The “Simple Model for Atmospheric Transmission of Sunshine”, or SMARTS for short, is a radiative transfer spectral model that has been under development since the early 1990s (Gueymard, 2001, 2005, 2019). SMARTS estimates the different clear-sky irradiance components (direct, diffuse, and global) at the surface over the entire short-wave solar spectrum (280–4000 nm), and has become an essential tool in various disciplines, most importantly in various solar energy applications (Bicer et al., 2022; Mouhib et al., 2022; Pelland and Gueymard, 2022), the development of spectral irradiance standards (Habte et al., 2020; Xue and Igari, 2023), and UV research (Habte et al., 2019; Apell and McNeill, 2019). The UV band under scrutiny here extends from 280 to 400 nm at 0.5 nm resolution.

The SMARTS computational flow is shown in Fig. 1. As visualized, single-image metadata is converted from planar to 3D at run time, thus significantly increasing the time cost of computation. To optimize the process, the model's Fortran code was reconstructed and converted to MATLAB^®. In that optimized implementation, the model can perform matrix operations in an efficient way.

The quality control of the measured UV data involves two parallel procedures: (i) quality control of the observations; and (ii) detection of the clear-sky periods in the observational time series (Fig. 2). The quality control of observation data can be divided into two parts: detection and elimination of systematic errors, and quality assessment of the observation data. The systematic errors include operator errors and sensor errors. Furthermore, many obvious errors and missing observations need to be eliminated. The quality assessment of observational data is conducted in successive steps. First, the observed surface broadband UV irradiance should be less than extraterrestrial UV radiation. Second, the ratio of UV radiation to total solar radiation should be in the range 0.02–0.08 (Liu et al., 2017).

To be done
(a) In the SMARTS passage, set down the text word for word, starting at the words "The quality control of the" and ending after the words "et al., 2017).".
(b) In the SMARTS passage, into what language was the model's Fortran code converted?
(c) Extend the SMARTS passage on UV data quality control, picking up after its final sentence.

Raw data
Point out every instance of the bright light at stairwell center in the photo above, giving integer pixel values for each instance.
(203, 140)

Set of answers
(a)
The quality control of the measured UV data involves two parallel procedures: (i) quality control of the observations; and (ii) detection of the clear-sky periods in the observational time series (Fig. 2). The quality control of observation data can be divided into two parts: detection and elimination of systematic errors, and quality assessment of the observation data. The systematic errors include operator errors and sensor errors. Furthermore, many obvious errors and missing observations need to be eliminated. The quality assessment of observational data is conducted in successive steps. First, the observed surface broadband UV irradiance should be less than extraterrestrial UV radiation. Second, the ratio of UV radiation to total solar radiation should be in the range 0.02–0.08 (Liu et al., 2017).

(b) MATLAB

(c)
It should be noted that, in the present investigation, the estimated UV radiation exclusively relates to clear-sky conditions. Therefore, it is necessary to conduct an efficient clear-sky screening of the observational time series, which needs to be done. The clearness index (Kt), which is the ratio between the surface global solar irradiance (G) measured at 1 hourly resolution and its extraterrestrial counterpart (G0), is employed as the primary screening tool in this study. Clear-sky conditions are identified as those for which Kt exceeds 0.7 (Qi et al., 2024). The global solar irradiance was obtained from the CERN site observations at 1 hourly temporal resolution and the extraterrestrial radiation was calculated using: 1G0=S×I×cos⁡Z where S is the sun–earth distance correction factor, I is the solar constant (1361.1 W m⁻²) (Gueymard, 2018), and Z is the solar zenith angle. At each instant, Z and S are provided by a precise sun position algorithm.

In the absence of spectral measurements, which would necessitate costly SRMs, the assessment of the accuracy of the clear-sky UV modeled estimates is done relatively to broadband measurements, as described in Sect. 3.1. The assessment uses conventional evaluation metrics (Gueymard, 2014), including mean bias error (MBE), root mean square error (RMSE), and correlation coefficient (R). MBE and RMSE are expressed both in absolute terms (W m⁻²) and relative percentage.

In addition, the probability density functions (PDFs) of the bias and the cumulative distribution functions (CDFs) of the absolute relative error (ARE) are used to compare the accuracy of the estimates with respect to various satellite products (Jiang et al., 2020). The PDFs and CDFs provide complementary information about the distribution of the deviations between different UV radiation products and station observations. In particular, the position and shape of the PDF peaks can offer insights into the temporal characteristics of the bias. The CDF curves of different UV radiation products also allow a visual comparison of their overall performance. The steeper the CDF curve, the more concentrated the error and the higher the accuracy of the product, whereas a flat curve indicates a dispersed error and lower precision.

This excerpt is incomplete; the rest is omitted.